(Data extract):
>> START
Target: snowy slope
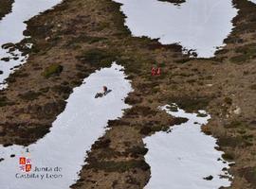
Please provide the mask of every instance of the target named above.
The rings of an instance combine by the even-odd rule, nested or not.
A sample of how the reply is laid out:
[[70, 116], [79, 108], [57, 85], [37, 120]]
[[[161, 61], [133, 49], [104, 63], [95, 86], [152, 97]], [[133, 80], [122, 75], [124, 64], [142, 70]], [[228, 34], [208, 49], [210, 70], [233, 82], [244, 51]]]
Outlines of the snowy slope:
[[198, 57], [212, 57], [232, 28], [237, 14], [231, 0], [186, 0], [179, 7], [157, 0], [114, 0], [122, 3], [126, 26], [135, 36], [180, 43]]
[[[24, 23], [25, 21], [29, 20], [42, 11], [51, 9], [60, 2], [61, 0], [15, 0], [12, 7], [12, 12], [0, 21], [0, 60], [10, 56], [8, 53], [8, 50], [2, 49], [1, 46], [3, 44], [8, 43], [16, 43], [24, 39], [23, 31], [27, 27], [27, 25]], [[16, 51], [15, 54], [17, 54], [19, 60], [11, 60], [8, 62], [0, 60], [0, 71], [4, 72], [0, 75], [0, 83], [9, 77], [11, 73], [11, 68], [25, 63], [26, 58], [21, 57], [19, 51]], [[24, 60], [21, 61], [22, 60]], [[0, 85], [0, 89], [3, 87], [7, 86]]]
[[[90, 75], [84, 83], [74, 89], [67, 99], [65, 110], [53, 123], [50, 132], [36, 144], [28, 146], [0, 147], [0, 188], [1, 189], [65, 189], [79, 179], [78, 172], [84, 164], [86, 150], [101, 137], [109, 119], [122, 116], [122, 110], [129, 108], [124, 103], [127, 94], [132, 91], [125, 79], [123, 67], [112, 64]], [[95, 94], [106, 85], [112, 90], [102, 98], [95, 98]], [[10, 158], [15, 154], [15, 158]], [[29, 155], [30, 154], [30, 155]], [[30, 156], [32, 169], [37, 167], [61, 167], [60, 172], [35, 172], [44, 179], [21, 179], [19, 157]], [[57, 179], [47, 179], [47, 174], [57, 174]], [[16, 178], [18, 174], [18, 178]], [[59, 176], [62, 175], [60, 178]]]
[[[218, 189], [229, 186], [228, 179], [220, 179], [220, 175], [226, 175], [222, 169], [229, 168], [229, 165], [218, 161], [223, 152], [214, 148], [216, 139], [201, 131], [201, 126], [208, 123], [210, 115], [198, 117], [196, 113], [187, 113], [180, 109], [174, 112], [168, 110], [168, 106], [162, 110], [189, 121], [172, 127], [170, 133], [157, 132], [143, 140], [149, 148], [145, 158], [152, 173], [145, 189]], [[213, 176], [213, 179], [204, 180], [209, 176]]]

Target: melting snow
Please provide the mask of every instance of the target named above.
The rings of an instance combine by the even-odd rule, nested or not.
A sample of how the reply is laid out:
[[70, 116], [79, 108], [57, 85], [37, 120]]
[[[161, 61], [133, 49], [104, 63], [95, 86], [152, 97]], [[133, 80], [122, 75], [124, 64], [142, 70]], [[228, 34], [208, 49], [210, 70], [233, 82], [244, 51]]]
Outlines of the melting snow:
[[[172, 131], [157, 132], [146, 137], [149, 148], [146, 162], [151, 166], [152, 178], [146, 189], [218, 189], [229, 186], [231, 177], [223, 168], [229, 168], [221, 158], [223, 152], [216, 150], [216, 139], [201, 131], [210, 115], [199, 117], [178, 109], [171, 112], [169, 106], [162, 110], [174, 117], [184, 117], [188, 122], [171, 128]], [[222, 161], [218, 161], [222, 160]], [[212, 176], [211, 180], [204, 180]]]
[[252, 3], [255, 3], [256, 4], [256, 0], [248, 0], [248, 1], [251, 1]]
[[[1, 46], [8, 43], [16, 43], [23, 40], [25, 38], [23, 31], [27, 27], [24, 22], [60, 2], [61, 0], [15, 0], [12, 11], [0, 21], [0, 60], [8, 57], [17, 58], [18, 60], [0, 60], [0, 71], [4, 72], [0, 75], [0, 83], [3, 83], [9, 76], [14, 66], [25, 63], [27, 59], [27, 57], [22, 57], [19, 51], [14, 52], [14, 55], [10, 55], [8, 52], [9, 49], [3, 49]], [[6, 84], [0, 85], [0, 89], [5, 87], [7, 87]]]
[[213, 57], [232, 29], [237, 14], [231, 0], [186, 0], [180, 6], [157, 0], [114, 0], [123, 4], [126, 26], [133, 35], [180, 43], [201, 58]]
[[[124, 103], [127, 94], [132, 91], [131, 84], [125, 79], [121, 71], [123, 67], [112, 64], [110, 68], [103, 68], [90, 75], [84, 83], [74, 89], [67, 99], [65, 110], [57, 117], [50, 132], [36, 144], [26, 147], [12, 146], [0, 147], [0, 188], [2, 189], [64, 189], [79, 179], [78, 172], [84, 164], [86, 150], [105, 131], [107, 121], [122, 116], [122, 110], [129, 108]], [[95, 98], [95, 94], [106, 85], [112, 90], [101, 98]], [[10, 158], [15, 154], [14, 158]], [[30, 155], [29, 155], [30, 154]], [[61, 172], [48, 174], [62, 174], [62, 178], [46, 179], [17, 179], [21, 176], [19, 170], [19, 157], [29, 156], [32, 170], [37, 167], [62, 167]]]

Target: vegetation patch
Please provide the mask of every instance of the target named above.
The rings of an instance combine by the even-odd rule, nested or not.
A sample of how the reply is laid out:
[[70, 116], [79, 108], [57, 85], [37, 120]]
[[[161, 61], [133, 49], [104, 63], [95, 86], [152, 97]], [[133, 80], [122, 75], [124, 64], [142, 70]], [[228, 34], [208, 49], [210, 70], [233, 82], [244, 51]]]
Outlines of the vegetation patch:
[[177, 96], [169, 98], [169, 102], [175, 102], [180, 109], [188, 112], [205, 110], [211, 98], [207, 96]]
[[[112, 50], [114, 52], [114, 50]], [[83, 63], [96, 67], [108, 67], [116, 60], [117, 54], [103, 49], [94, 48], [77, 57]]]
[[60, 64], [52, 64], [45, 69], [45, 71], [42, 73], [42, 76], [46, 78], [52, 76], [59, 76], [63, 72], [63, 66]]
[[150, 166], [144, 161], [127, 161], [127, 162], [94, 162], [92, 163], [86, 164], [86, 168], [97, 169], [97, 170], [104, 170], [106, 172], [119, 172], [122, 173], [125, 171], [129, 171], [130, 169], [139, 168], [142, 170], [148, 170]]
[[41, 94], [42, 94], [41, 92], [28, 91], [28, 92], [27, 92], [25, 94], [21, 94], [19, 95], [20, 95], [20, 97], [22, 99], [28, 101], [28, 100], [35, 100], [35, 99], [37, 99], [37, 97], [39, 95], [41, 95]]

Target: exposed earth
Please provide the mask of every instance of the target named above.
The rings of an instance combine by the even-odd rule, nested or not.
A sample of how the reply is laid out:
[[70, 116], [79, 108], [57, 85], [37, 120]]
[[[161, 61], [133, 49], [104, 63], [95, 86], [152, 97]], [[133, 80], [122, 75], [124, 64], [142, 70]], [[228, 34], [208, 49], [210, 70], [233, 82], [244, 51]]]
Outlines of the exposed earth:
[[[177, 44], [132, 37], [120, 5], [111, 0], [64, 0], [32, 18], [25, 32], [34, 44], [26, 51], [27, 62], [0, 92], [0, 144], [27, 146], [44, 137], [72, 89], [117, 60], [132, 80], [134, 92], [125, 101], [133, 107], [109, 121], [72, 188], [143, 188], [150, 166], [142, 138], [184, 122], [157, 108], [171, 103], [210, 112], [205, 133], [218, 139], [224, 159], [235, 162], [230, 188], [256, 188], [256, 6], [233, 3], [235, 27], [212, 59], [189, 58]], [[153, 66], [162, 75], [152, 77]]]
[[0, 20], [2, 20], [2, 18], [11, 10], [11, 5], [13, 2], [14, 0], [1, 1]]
>> END
(Instruction):
Rewrite all of the data above with every "reply" swapped for "response", changing nothing else and leaving out the pictures.

(Task output):
Target: snowy slope
Please provide the mask of every instance of the target named above.
The rings of an instance combine by the even-odd rule, nested or not.
A sample of how the response is laid out:
[[70, 116], [79, 108], [57, 85], [37, 120]]
[[[161, 61], [133, 49], [104, 63], [95, 86], [152, 97]], [[133, 80], [122, 75], [124, 64], [142, 70]], [[228, 34], [208, 49], [210, 70], [233, 82], [244, 51]]]
Outlines of the snowy slope:
[[198, 57], [212, 57], [232, 28], [237, 14], [231, 0], [186, 0], [179, 7], [157, 0], [114, 0], [122, 3], [126, 26], [135, 36], [180, 43]]
[[[24, 23], [25, 21], [29, 20], [42, 11], [51, 9], [60, 2], [61, 0], [15, 0], [12, 7], [12, 12], [0, 21], [0, 60], [10, 56], [8, 53], [8, 50], [2, 49], [1, 46], [3, 44], [8, 43], [16, 43], [24, 39], [23, 31], [27, 27], [27, 25]], [[16, 51], [15, 54], [17, 54], [19, 60], [11, 60], [8, 62], [0, 60], [0, 71], [4, 72], [0, 75], [0, 83], [9, 77], [11, 73], [11, 68], [25, 63], [26, 58], [21, 57], [19, 51]], [[24, 60], [21, 61], [22, 60]], [[0, 85], [0, 89], [3, 87], [7, 86]]]
[[[90, 75], [84, 83], [74, 89], [67, 99], [65, 110], [53, 123], [50, 132], [36, 144], [28, 146], [0, 147], [0, 188], [1, 189], [65, 189], [79, 179], [78, 172], [84, 164], [86, 150], [101, 137], [109, 119], [122, 116], [122, 110], [129, 108], [124, 103], [127, 94], [132, 91], [125, 79], [123, 67], [112, 64]], [[95, 94], [106, 85], [112, 90], [102, 98], [95, 98]], [[10, 158], [15, 154], [15, 158]], [[29, 155], [30, 154], [30, 155]], [[30, 156], [32, 169], [37, 167], [61, 167], [60, 172], [35, 172], [44, 179], [21, 179], [19, 157]], [[57, 179], [47, 179], [47, 174], [57, 174]], [[16, 178], [18, 174], [18, 178]], [[59, 176], [62, 175], [60, 178]]]
[[[218, 189], [229, 186], [228, 179], [220, 179], [220, 175], [226, 175], [222, 169], [229, 168], [229, 165], [218, 161], [223, 152], [214, 148], [216, 139], [201, 131], [201, 126], [208, 123], [210, 115], [198, 117], [196, 113], [187, 113], [180, 109], [174, 112], [168, 110], [168, 106], [162, 110], [189, 121], [172, 127], [170, 133], [157, 132], [143, 140], [149, 148], [145, 158], [152, 173], [145, 189]], [[213, 176], [213, 179], [204, 180], [209, 176]]]

Target: melting snow
Please provide the mask of every instance of the target named above.
The rings of an instance combine by the even-odd rule, nested or not.
A sample of how the response is laid out:
[[70, 116], [79, 108], [57, 85], [37, 120]]
[[[161, 61], [133, 49], [104, 63], [95, 86], [152, 97]], [[133, 80], [122, 75], [124, 64], [142, 70]], [[228, 34], [208, 49], [210, 70], [233, 82], [244, 51]]]
Outlines of the melting snow:
[[[172, 131], [157, 132], [146, 137], [149, 148], [146, 162], [151, 166], [152, 178], [146, 189], [218, 189], [229, 186], [231, 177], [223, 168], [229, 168], [221, 158], [223, 152], [216, 150], [216, 139], [201, 131], [210, 115], [199, 117], [178, 109], [171, 112], [169, 106], [162, 110], [174, 117], [184, 117], [188, 122], [171, 128]], [[222, 161], [218, 161], [222, 160]], [[212, 176], [211, 180], [204, 180]]]
[[252, 3], [255, 3], [256, 4], [256, 0], [248, 0], [248, 1], [251, 1]]
[[[1, 46], [8, 43], [16, 43], [23, 40], [25, 38], [23, 31], [27, 27], [24, 22], [60, 2], [61, 0], [15, 0], [12, 11], [0, 21], [0, 60], [8, 57], [17, 58], [18, 60], [0, 60], [0, 71], [4, 72], [0, 75], [0, 83], [3, 83], [9, 76], [14, 66], [25, 63], [27, 59], [27, 57], [22, 57], [19, 51], [14, 52], [14, 55], [10, 55], [8, 52], [9, 49], [3, 49]], [[6, 84], [0, 85], [0, 89], [5, 87], [7, 87]]]
[[213, 57], [232, 29], [237, 14], [231, 0], [186, 0], [180, 6], [157, 0], [114, 0], [123, 4], [126, 26], [133, 35], [180, 43], [201, 58]]
[[[124, 103], [127, 94], [132, 91], [131, 84], [125, 79], [121, 71], [123, 67], [112, 64], [110, 68], [103, 68], [90, 75], [84, 83], [74, 89], [67, 99], [65, 110], [57, 117], [50, 132], [36, 144], [26, 147], [12, 146], [0, 147], [0, 188], [2, 189], [64, 189], [79, 179], [78, 172], [84, 164], [86, 150], [105, 131], [107, 121], [122, 116], [122, 110], [129, 108]], [[95, 98], [95, 94], [106, 85], [112, 90], [101, 98]], [[10, 158], [15, 154], [14, 158]], [[30, 155], [29, 155], [30, 154]], [[61, 172], [48, 174], [62, 174], [62, 178], [46, 179], [17, 179], [21, 176], [19, 170], [19, 157], [29, 156], [32, 170], [37, 167], [62, 167]]]

Target: vegetation patch
Please provide the mask of every instance of the target named above.
The rings of an instance combine by the even-odd rule, nested or not.
A sample of how the response is laid out:
[[70, 116], [79, 108], [57, 85], [37, 120]]
[[[161, 61], [133, 49], [104, 63], [95, 86], [152, 97]], [[133, 80], [122, 75], [124, 64], [142, 70]], [[228, 34], [208, 49], [210, 70], [233, 82], [244, 51]]]
Outlines of the vegetation patch:
[[177, 96], [169, 98], [169, 102], [175, 102], [180, 109], [188, 112], [205, 110], [211, 98], [207, 96]]
[[[112, 50], [114, 52], [114, 50]], [[83, 63], [96, 67], [108, 67], [116, 60], [117, 54], [103, 49], [94, 48], [77, 57]]]
[[60, 64], [52, 64], [45, 69], [45, 71], [42, 73], [42, 76], [46, 78], [52, 76], [59, 76], [63, 72], [63, 66]]
[[150, 166], [144, 161], [127, 161], [127, 162], [94, 162], [92, 163], [86, 164], [86, 168], [97, 169], [97, 170], [104, 170], [106, 172], [119, 172], [122, 173], [125, 171], [129, 171], [130, 169], [139, 168], [142, 170], [148, 170]]
[[41, 94], [42, 94], [41, 92], [28, 91], [28, 92], [27, 92], [25, 94], [21, 94], [19, 95], [20, 95], [20, 97], [22, 99], [28, 101], [28, 100], [35, 100], [35, 99], [37, 99], [37, 97], [39, 95], [41, 95]]

Target: exposed earth
Please provide the mask of every instance of the target named above.
The rings of an instance combine by the even-odd rule, nested or not.
A sample of how the response is laid out:
[[70, 116], [79, 108], [57, 85], [37, 120]]
[[[161, 61], [133, 49], [104, 63], [95, 86], [152, 97]], [[133, 80], [122, 75], [124, 64], [142, 70]], [[228, 34], [208, 49], [210, 70], [233, 82], [244, 51]]]
Outlines of the exposed earth:
[[[177, 44], [132, 37], [120, 5], [111, 0], [64, 0], [32, 18], [25, 32], [34, 44], [26, 51], [27, 62], [0, 92], [0, 144], [27, 146], [44, 137], [72, 89], [117, 60], [132, 80], [134, 92], [125, 101], [133, 107], [109, 121], [72, 188], [143, 188], [150, 166], [142, 138], [184, 122], [157, 108], [171, 103], [210, 112], [205, 133], [218, 139], [224, 159], [235, 162], [230, 188], [256, 188], [256, 6], [233, 3], [235, 27], [212, 59], [189, 58]], [[153, 66], [162, 75], [152, 77]]]
[[0, 20], [2, 20], [2, 18], [11, 10], [11, 5], [13, 2], [14, 0], [1, 1]]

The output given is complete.